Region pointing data

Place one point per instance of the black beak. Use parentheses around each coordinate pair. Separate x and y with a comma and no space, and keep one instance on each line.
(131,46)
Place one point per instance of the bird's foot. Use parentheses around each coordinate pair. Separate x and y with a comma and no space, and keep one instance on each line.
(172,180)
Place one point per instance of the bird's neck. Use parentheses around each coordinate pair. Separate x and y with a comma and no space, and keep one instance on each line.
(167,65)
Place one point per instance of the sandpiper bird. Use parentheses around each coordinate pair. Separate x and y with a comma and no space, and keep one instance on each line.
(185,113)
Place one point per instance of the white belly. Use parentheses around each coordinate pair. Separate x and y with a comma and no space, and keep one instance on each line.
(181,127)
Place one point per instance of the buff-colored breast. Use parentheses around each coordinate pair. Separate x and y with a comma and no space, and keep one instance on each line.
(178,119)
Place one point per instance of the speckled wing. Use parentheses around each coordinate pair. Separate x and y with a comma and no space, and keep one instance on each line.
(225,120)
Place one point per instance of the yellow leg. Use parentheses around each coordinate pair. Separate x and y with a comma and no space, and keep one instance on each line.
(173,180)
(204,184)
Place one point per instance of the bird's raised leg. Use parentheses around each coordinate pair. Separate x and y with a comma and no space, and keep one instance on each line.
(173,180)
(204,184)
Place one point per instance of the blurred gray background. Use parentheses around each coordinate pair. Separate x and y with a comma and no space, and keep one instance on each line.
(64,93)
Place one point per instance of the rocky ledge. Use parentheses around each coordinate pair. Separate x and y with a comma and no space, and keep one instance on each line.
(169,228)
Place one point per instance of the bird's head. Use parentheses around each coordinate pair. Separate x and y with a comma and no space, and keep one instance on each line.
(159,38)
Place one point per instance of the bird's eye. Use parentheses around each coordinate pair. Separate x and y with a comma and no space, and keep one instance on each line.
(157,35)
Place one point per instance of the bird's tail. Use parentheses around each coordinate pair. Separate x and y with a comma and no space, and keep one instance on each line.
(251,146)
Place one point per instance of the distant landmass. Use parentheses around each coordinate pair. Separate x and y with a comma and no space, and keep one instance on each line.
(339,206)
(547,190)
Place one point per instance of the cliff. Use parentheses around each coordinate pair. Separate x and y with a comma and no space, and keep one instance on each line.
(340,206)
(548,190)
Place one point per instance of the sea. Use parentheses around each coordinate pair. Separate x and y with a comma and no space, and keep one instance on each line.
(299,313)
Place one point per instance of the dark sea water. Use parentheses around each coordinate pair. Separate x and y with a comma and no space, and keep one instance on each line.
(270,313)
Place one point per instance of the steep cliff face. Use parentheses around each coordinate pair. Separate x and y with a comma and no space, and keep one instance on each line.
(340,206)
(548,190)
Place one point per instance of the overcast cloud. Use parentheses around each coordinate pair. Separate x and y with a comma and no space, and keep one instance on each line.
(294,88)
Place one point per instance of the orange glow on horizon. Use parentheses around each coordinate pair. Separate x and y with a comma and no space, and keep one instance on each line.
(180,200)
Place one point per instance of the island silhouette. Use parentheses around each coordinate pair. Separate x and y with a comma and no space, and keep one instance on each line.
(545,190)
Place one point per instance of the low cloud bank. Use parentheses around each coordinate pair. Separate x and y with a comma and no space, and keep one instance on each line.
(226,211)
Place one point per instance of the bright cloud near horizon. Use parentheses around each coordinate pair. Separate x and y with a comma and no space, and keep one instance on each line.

- _ACTIVITY_
Keeping every line exactly as it is, retype the entries shown above.

- _ANSWER_
Place one point per instance of the black beak. Use parentheses around each coordinate pair. Separate x and y with a comma and no space, and keep one instance on each line.
(131,46)
Place one point per instance of the bird's foot. Use parentheses around each coordinate pair. Separate x and y with a comma and no space, and keep one instance on each line.
(172,180)
Place one point per instance of the bird's neck. Use parentheses around each coordinate pair. Separate x and y with a comma and no space, and keep one instance on each line.
(167,65)
Place one point per instance of the sandpiper bird. Use parentheses around each coordinate pair. Separate x and y with a comma and no space, and keep one instance on each line.
(185,113)
Place one point per instance of the white belly. Use parentheses around each coordinate pair. Separate x and y with a comma and no space, and keep one instance on each line.
(181,127)
Place one point per instance of the buff-colored breast. Use parentheses around each coordinate pair. Separate x and y with a comma and no space, and keep one instance on each line.
(178,119)
Place one point per instance of the speckled wing. Use parentheses around each coordinate pair. Separate x and y with a comma and no space, and keep one instance on each line.
(225,120)
Place one point per instance of the yellow leg. Use parentheses around each coordinate pair. Separate x and y with a comma and no space, and keep one instance on each line.
(173,180)
(204,184)
Place one point per instance of the bird's raised leg. Use parentheses around each coordinate pair. Separate x and y with a comma and no space, and keep one instance on each line.
(173,180)
(204,184)
Place one point per instance of the blurred gray background. Use parentheses around each coordinate pair. Separate x and y with a comma and no space, and keep one instance on each line.
(64,93)
Place one point per instance of the rocky ledge. Use parentheses around each coordinate pair. Separate x and y with a comma and no space, and keep one instance on each line.
(169,228)
Place one point per instance of the bird's head. Use parentheses around each coordinate pair. Separate x and y with a comma and no space, and keep one instance on each line.
(159,38)
Place one point per instance of the bird's eye. Use parentheses around each coordinate pair. Separate x and y with a comma and no space, and keep one instance on each line.
(157,35)
Place one point per instance of the bird's tail. Use parentheses around each coordinate pair. Separate x and y with a comma and no space, and keep one instance on each line.
(251,146)
Place one point per instance of the distant landmass. Use parentheses around each coordinate pair. Separate x and y with a comma and no space, and keep one instance on each line.
(339,206)
(547,190)
Place one point per instance of the cliff. Use parentheses around each coordinate pair. Separate x and y with a comma and no space, and keep one instance on each line.
(340,206)
(548,190)
Place one point per instance of the sea. Use parentheses around each coordinate pair. Separate x and y with a comma and no space, and keep one instance on each line.
(299,313)
Place one point per instance of the dark sea water. Use parentheses around each coordinate pair. Separate x and y with a comma and no space, and keep one instance on each line.
(270,313)
Place one point per instance of the steep cliff face. Use parentheses around each coordinate pair. Separate x and y with a comma and no space, and keep one instance on each line.
(340,206)
(548,190)
Place one point per instance of the overcast cloud. Use parentheses around each coordinate pair. Separate x and y with a comma and no space, and keep one instance on each line.
(294,88)
Place one point per instance of the orange glow on horizon. Use parentheses around each coordinate pair. Separate x and y with a comma and no space, and keep one instance on each line.
(180,200)
Place one point per instance of the island silhouette. Use parentheses around each coordinate pair. Separate x and y with a comma and no space, and keep one instance on each line.
(545,190)
Place one point per instance of the low cloud bank. Use parentheses around each coordinate pair. Separate x and y with a comma and no space, and keep one instance on each line.
(226,211)
Place one point per instance of the bright cloud near horizon. Use parentheses around each coordinate pair. Separate x and y with a comma and no space, and keep one instance on each line.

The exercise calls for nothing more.